> _Task prompt_
Exactly the lines from the one containing "Where can the overhead" to the final line below should be output, and no others.

--- Record excerpts Enclosed Below ---

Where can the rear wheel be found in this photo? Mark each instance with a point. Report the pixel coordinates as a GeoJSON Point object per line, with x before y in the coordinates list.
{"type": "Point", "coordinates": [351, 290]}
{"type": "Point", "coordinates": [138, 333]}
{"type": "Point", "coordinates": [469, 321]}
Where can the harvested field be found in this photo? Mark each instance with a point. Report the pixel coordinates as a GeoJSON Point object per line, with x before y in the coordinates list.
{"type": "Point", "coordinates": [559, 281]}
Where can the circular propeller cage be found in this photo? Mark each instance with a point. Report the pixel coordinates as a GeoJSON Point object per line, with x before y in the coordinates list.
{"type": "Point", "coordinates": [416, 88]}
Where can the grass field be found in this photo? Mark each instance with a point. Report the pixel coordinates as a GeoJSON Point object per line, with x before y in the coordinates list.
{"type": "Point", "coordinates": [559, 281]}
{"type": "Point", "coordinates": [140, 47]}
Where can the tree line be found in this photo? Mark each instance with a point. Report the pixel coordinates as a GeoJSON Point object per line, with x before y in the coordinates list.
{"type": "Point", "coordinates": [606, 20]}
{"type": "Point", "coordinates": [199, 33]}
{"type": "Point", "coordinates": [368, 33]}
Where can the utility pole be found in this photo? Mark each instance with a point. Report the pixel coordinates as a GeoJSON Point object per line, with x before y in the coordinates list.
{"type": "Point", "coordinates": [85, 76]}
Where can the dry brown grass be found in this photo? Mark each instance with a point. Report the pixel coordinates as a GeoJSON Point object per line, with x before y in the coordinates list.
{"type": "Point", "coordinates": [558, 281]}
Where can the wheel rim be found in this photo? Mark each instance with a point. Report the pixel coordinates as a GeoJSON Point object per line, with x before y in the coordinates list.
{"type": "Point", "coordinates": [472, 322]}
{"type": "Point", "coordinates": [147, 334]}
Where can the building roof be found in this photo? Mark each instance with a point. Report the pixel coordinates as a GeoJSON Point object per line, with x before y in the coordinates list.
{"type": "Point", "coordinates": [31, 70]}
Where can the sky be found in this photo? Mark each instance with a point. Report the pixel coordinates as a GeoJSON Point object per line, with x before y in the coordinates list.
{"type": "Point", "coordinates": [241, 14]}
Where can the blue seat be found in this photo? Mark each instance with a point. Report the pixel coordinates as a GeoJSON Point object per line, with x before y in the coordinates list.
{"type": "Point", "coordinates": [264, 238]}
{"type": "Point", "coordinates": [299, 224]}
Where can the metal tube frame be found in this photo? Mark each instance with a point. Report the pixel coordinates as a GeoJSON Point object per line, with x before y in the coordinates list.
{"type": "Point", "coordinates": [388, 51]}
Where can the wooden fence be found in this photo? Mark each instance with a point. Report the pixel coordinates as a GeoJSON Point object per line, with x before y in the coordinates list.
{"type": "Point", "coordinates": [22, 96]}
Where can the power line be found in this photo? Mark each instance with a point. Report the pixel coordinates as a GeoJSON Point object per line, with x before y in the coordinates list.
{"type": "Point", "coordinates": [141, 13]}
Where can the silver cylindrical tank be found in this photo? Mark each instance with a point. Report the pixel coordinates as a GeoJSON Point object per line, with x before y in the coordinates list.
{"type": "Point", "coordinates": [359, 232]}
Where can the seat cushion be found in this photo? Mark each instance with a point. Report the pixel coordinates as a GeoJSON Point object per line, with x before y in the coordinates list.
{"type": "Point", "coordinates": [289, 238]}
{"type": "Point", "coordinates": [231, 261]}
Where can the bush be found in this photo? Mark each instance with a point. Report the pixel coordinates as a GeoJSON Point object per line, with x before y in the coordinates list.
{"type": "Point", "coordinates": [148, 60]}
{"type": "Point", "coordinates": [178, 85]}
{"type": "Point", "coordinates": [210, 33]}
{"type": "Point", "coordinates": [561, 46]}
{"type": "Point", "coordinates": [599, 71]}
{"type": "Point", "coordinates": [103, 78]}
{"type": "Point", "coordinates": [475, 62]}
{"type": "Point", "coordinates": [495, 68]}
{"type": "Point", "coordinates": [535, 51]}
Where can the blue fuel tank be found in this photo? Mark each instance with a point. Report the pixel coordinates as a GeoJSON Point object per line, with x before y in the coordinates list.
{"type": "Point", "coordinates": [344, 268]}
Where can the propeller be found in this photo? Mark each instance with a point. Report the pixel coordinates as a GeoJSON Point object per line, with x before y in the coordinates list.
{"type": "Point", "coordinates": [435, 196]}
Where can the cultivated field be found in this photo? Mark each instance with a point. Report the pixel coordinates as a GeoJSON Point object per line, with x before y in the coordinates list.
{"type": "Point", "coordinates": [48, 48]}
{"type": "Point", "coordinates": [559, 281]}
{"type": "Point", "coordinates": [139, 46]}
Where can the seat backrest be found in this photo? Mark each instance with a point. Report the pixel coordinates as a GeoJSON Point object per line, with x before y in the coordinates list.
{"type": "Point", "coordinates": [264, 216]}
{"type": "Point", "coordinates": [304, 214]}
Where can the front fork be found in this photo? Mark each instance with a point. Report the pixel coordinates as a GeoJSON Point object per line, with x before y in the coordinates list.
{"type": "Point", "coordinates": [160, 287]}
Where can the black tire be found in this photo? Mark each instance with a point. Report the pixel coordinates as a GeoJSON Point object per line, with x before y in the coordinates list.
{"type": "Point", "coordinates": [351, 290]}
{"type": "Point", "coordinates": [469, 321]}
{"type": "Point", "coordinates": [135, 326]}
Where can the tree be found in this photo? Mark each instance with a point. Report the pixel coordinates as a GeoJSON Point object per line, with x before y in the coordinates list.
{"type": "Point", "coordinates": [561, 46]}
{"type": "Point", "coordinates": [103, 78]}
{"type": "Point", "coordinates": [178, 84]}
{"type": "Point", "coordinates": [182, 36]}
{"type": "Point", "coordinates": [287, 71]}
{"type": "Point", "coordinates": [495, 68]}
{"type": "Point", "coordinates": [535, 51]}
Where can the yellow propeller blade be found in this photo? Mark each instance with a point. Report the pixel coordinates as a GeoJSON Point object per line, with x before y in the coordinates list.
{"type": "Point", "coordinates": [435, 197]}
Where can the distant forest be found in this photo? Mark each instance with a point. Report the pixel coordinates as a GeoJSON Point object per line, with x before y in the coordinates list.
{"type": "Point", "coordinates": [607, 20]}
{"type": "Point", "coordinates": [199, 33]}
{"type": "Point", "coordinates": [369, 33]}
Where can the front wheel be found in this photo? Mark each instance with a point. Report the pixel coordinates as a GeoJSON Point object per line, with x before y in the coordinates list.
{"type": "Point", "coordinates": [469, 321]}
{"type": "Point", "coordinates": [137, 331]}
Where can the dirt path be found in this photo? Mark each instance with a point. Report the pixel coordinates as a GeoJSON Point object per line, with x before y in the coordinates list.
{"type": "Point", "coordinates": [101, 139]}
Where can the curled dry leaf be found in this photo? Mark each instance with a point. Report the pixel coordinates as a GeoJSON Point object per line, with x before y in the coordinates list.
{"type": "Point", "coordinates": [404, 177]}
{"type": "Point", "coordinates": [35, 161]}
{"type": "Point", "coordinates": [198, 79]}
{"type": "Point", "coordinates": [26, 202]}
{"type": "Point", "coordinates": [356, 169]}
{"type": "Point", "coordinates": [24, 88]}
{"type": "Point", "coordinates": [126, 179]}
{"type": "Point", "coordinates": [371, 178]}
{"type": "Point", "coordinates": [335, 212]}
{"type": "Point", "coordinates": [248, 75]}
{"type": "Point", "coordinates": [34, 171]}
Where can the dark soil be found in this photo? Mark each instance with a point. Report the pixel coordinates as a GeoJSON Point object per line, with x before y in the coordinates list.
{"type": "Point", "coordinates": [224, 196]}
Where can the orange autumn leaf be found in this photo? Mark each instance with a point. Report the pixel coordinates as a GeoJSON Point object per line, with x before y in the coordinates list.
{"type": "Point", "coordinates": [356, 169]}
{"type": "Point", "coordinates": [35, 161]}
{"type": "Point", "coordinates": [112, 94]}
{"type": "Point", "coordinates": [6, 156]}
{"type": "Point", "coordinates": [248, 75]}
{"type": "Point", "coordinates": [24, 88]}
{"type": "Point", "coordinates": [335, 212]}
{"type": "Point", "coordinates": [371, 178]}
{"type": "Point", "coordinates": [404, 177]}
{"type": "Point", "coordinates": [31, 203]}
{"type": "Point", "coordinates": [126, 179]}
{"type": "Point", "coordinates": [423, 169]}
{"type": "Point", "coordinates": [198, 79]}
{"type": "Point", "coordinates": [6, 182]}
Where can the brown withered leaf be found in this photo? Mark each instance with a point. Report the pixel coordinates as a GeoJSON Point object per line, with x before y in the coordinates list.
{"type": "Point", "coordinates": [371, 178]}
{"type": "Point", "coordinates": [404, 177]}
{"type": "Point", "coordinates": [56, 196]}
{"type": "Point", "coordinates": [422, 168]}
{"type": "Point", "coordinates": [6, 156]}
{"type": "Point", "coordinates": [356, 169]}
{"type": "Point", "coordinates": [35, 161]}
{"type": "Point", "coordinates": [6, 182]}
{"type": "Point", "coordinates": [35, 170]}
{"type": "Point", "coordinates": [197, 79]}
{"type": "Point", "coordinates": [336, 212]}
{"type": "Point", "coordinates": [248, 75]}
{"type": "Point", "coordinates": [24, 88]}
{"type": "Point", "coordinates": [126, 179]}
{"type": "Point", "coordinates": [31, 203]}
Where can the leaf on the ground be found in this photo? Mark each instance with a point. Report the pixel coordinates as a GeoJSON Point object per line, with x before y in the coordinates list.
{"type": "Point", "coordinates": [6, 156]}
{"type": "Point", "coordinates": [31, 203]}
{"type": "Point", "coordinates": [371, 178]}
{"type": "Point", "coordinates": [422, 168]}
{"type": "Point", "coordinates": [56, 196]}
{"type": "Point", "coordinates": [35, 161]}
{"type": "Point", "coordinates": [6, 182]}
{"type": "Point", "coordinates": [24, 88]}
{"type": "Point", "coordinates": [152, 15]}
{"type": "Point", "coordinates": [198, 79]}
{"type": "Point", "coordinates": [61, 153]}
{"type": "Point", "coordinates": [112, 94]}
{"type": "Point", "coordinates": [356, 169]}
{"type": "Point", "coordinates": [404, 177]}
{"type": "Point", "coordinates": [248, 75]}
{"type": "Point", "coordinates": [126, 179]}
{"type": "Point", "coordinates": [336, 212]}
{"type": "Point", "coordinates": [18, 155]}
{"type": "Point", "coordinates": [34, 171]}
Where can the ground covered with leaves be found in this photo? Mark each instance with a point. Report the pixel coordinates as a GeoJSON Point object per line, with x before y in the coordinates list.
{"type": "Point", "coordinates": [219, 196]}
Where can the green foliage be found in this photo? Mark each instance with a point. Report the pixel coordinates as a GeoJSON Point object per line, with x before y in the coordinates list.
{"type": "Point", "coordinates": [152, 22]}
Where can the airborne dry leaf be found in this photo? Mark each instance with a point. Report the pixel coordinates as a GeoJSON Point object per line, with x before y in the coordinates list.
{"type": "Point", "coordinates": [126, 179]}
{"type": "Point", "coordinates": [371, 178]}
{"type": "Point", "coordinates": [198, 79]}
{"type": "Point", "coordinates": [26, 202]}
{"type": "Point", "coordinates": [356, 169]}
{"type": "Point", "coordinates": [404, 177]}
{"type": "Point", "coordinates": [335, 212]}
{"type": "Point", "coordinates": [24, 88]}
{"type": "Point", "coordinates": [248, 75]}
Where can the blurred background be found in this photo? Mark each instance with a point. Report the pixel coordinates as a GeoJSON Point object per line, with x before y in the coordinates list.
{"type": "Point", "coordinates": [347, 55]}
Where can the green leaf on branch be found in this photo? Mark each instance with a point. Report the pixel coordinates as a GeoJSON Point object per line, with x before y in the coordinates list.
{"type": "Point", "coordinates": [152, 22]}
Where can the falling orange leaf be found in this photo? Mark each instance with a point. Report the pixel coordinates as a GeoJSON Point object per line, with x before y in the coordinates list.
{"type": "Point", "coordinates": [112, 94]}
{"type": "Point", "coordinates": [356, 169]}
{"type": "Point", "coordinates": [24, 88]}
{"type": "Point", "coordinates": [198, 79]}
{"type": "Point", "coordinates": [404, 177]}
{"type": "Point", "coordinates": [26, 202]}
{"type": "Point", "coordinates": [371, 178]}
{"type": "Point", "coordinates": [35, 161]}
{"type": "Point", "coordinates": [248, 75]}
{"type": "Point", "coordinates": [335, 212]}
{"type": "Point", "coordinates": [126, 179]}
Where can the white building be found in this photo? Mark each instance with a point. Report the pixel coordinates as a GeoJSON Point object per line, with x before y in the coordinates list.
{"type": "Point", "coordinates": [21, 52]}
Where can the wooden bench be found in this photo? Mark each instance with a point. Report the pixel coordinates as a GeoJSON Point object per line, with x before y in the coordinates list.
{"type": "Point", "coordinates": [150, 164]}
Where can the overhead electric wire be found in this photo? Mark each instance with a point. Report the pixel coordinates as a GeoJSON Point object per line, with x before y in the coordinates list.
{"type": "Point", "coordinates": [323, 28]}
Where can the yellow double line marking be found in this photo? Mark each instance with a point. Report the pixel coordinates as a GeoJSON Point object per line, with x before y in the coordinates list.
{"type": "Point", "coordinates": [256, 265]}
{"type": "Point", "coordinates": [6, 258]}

--- End of Enclosed Record excerpts ---

> _Response to the exercise_
Where can the overhead electric wire be found in this photo? Mark each instance with a point. Report the pixel coordinates as a GeoJSON Point object per line, with x before y in the coordinates list.
{"type": "Point", "coordinates": [323, 28]}
Where can the yellow double line marking be found in this photo? Mark each instance with a point. Report the pixel coordinates as a GeoJSON Point object per line, with x before y in the coordinates list.
{"type": "Point", "coordinates": [256, 265]}
{"type": "Point", "coordinates": [6, 258]}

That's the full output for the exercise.